• CONSIGNE: Prolongez le texte sur la situation politique au Liban là où il s'interrompt.

Le président Berri s’est prononcé jusqu’ici en faveur d’un gouvernement d’entente nationale et de “résistance économique, à former en coordination avec le président de la République”. Les milieux politiques se sont arrêtés, d’autre part, sur les propos que cheikh Hassan Nasrallah, secrétaire général du “Hezbollah”, a tenus au cours du meeting organisé, récemment, en mémoire des martyrs de Jabal el-Rafih: son fils Hadi, Ali Mohamed Kaoussarani, Haytham Mohamed Debouk et d’autres encore considérés comme “les artisans de la libération de la victoire”. Cheikh Nasrallah a parlé en termes durs des récentes législatives, disant qu’elles avaient laissé des séquelles au double plan sectaire et confessionnel, dont la patrie est sortie sérieusement affectée.
“Il s’agit, dit-il, d’un indice inquiétant pour l’avenir. Pouvons-nous édifier une nation digne de ce nom dans de telles conditions? La faim, la misère, le chômage et l’analphabétisme ne distinguent pas entre un Libanais et un autre et entre une communauté et une autre communauté. Nous ne pouvons édifier une patrie sur des bases tribales, comme l’est le confessionnalisme dans toute l’acception du terme. Nous ne pouvons pas, non plus, édifier un Etat moderne et consolider nos institutions avec des slogans et les incitations confessionnelles”.

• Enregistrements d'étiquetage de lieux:
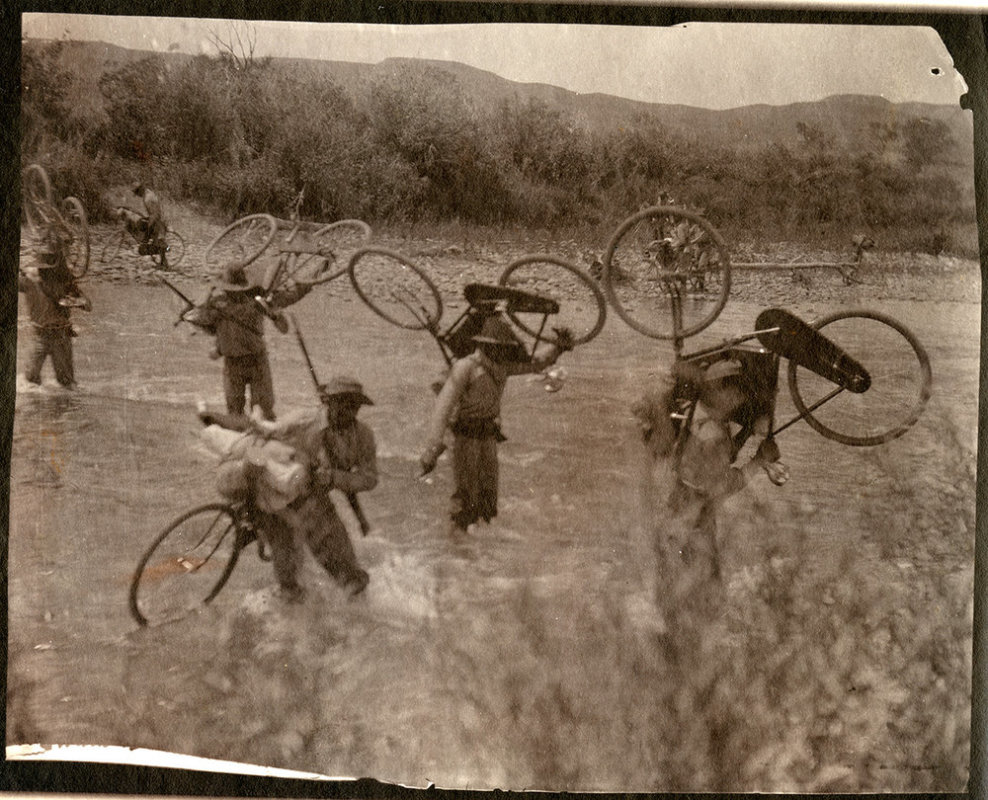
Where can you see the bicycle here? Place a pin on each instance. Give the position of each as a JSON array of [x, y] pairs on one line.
[[529, 289], [306, 252], [67, 220], [191, 560], [829, 383], [165, 250], [657, 242]]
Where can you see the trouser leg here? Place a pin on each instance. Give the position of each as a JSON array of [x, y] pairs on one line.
[[475, 472], [234, 386], [327, 538], [285, 556], [60, 347], [262, 387]]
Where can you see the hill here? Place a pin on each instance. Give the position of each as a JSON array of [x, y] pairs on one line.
[[843, 118]]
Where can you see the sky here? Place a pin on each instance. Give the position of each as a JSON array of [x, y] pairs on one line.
[[711, 65]]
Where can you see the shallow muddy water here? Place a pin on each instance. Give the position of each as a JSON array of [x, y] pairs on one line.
[[419, 680]]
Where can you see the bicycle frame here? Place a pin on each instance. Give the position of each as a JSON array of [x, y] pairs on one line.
[[289, 250], [498, 300], [725, 346]]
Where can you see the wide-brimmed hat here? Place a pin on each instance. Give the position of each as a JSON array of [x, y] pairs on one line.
[[234, 278], [344, 385], [719, 370]]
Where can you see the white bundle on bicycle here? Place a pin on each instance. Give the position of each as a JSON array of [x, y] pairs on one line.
[[251, 465]]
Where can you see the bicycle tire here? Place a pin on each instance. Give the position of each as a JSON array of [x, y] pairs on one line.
[[174, 250], [168, 583], [37, 196], [74, 219], [900, 390], [241, 241], [582, 305], [395, 289], [662, 245], [315, 268]]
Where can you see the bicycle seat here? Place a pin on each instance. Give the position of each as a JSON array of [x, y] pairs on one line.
[[515, 301], [789, 336]]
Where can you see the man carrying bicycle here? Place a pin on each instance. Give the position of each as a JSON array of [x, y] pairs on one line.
[[51, 292], [469, 402], [149, 228], [341, 454], [702, 446], [234, 312]]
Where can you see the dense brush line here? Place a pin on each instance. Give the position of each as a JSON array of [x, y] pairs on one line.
[[242, 138]]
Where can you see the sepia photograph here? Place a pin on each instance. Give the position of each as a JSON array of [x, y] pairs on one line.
[[527, 406]]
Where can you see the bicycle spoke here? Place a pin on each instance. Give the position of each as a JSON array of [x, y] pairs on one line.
[[896, 396], [187, 565], [656, 252]]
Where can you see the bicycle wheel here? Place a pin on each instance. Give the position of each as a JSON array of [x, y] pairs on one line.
[[395, 289], [660, 251], [173, 251], [321, 256], [241, 241], [77, 230], [901, 381], [37, 197], [186, 565], [582, 306]]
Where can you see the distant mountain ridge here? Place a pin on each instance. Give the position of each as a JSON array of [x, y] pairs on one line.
[[846, 118]]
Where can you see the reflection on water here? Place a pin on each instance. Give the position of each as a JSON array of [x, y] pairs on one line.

• RÉSULTAT:
Aussi, le chef du “Hezbollah”, a-t-il mis en garde contre le retour au confessionnalisme, au sectarisme et au tribalisme. “Non, ce n’est pas pour cela, s’est-il écrié, que nos martyrs ont consenti le sacrifice suprême”. Par ailleurs, M. Moustapha Saad, député de Saïda et l’un des colistiers de Mme Bahia Hariri, a pris violemment à partie, cette semaine, M. Rafic Hariri, s’opposant à son retour au Sérail, en affirmant que “l’honnêteté, la droiture, l’abnégation et l’éloignement des intérêts personnels doivent servir de critères pour le choix du futur Premier ministre”.
“Tout est possible”, a-t-il répondu quand il a été interrogé sur le point de savoir s’il était candidat à la présidence du Conseil.